··· RECORDS FOR THIS TASK ···

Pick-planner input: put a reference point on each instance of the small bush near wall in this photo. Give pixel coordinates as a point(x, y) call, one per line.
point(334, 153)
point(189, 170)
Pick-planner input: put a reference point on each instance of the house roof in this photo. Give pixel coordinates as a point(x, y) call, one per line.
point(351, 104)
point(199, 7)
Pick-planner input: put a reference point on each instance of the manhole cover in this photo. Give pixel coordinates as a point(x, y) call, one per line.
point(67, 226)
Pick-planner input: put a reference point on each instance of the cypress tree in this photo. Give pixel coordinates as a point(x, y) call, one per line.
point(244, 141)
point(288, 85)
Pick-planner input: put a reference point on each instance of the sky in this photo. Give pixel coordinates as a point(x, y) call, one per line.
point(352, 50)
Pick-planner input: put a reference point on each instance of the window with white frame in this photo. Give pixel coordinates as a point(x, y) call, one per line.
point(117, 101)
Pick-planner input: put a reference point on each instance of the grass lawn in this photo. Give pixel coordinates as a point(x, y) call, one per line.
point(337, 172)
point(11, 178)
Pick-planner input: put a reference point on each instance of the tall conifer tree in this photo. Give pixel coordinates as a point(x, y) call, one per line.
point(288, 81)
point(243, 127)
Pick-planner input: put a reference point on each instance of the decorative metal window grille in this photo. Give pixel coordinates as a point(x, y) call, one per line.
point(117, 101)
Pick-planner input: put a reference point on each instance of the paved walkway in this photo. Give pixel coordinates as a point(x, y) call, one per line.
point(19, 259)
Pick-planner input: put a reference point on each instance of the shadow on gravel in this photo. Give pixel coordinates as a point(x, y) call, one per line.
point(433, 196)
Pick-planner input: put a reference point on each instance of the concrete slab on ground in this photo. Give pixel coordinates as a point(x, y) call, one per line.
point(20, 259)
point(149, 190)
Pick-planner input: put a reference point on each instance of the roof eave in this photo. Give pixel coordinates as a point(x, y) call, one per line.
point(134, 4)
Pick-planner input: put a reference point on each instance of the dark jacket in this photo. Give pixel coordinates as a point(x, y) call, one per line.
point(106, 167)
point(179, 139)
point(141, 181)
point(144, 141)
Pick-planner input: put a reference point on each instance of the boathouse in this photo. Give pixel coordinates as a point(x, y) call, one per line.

···

| SET PROBLEM |
Can you give again the lines of the material above, word for word, starting with the line containing "of the decorative" and going on through the line containing "point(19, 259)"?

| WORKED ANSWER |
Pick-planner input: put a reference point on each instance of the decorative metal window grille in this photo. Give pixel coordinates as a point(x, y) call, one per line.
point(117, 101)
Pick-planner input: put a reference point on each instance of the paved walkway in this photo. Give pixel coordinates as a point(x, y) call, one per line.
point(19, 259)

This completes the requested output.